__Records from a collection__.
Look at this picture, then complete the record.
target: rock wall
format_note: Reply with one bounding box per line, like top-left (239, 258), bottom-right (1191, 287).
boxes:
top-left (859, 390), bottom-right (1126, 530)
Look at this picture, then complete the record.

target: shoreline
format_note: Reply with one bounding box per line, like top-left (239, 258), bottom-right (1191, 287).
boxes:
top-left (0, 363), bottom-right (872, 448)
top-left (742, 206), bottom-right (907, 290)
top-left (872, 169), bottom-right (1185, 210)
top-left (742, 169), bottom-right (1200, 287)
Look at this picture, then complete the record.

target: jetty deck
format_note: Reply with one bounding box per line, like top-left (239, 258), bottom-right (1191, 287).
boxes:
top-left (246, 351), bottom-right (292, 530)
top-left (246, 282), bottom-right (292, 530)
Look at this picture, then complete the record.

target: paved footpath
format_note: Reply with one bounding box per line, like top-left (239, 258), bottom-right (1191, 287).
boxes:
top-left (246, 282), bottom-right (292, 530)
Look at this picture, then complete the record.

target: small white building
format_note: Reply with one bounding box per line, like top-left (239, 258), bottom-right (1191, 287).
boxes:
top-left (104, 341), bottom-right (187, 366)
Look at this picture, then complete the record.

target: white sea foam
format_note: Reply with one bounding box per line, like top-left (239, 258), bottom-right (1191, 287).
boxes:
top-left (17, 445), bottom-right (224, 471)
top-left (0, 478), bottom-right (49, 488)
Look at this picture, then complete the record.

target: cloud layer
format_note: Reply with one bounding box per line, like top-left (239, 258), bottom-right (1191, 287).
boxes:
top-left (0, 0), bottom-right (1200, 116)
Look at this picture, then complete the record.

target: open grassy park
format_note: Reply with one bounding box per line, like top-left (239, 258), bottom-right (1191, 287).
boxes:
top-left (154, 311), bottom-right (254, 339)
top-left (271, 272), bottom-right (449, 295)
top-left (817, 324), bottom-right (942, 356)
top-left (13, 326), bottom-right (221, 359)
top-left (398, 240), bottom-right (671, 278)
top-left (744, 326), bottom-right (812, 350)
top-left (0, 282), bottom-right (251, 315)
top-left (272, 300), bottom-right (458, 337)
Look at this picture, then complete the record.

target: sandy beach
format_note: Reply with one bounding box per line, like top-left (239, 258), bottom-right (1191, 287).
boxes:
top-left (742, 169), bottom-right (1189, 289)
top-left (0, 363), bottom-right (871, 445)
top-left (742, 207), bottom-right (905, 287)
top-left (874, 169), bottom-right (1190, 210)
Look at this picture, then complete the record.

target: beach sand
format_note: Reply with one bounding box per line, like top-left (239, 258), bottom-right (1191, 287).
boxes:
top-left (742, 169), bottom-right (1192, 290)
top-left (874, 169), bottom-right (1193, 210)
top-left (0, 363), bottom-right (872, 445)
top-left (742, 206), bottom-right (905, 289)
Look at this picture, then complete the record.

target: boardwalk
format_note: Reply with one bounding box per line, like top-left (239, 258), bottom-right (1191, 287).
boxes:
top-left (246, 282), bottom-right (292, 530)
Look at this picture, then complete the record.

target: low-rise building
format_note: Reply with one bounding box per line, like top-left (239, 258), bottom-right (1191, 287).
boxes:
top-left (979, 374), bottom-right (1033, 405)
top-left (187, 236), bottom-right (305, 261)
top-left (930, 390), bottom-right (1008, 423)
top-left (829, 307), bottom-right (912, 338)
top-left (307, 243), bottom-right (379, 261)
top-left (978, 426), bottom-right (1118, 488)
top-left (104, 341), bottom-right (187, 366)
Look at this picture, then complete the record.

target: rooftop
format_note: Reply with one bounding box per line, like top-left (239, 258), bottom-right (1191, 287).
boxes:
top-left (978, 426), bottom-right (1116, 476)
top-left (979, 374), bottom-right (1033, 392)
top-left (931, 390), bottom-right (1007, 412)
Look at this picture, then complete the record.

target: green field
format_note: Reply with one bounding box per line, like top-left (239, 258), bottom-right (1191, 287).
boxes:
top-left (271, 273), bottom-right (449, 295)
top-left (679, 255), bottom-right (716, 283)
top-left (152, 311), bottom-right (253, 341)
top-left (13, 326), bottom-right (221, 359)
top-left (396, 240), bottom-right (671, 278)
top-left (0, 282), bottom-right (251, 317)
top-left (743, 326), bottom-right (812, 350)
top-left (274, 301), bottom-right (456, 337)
...
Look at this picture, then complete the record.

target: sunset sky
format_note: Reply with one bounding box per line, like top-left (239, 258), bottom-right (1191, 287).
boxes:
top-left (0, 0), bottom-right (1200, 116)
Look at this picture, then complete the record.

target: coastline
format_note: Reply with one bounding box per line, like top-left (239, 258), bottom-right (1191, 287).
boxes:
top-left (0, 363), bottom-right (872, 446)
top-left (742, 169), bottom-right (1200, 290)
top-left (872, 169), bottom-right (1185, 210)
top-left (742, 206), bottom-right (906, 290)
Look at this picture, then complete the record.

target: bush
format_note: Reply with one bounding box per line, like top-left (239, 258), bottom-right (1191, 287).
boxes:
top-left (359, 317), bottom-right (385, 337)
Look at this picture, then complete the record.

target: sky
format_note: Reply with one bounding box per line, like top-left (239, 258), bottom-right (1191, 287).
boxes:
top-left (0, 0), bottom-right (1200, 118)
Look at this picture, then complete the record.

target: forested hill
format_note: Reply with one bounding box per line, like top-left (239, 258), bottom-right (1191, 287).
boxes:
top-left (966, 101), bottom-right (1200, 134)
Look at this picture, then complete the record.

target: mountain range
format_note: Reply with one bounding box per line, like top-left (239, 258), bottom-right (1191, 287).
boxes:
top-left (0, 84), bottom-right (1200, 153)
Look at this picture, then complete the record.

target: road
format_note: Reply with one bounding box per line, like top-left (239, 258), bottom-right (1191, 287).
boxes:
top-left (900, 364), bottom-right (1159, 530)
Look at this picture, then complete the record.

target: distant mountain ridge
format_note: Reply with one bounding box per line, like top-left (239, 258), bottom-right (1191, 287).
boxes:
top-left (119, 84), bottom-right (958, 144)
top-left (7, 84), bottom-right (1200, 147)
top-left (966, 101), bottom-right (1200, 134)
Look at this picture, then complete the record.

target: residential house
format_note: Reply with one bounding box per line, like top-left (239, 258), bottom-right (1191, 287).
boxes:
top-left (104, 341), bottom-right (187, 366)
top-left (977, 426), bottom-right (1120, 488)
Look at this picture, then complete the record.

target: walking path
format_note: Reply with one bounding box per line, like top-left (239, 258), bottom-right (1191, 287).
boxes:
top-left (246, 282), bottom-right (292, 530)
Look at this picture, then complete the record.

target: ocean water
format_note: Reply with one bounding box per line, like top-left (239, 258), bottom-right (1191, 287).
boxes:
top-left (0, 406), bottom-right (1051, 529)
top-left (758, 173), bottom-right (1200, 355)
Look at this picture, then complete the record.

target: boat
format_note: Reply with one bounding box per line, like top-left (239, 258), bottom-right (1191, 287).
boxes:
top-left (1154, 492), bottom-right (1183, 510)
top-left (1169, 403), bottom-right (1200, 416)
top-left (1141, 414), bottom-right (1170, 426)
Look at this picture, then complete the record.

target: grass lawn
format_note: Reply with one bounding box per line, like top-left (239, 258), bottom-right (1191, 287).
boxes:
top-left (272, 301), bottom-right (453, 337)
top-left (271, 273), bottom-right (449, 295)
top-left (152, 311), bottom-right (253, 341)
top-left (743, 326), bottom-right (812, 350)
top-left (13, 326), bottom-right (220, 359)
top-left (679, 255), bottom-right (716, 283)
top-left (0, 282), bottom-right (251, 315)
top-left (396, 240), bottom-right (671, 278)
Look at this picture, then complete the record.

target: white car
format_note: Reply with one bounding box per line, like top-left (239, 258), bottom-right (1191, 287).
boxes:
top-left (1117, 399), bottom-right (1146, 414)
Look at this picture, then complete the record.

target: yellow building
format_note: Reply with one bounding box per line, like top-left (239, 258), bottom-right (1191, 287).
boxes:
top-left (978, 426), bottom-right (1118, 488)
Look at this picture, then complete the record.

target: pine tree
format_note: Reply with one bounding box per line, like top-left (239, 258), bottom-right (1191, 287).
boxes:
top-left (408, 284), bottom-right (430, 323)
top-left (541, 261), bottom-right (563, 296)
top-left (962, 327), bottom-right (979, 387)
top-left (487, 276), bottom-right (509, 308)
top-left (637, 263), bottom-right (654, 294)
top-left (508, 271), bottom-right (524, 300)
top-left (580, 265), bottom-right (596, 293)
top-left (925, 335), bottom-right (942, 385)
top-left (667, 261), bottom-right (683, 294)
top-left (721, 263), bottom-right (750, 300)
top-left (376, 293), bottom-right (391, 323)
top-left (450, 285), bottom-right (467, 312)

__Task to complete__.
Identify every line in the rows above that contains the word "white", and copy each such line in full.

__Output for this task__.
target: small white building
target: white sea foam
target: white car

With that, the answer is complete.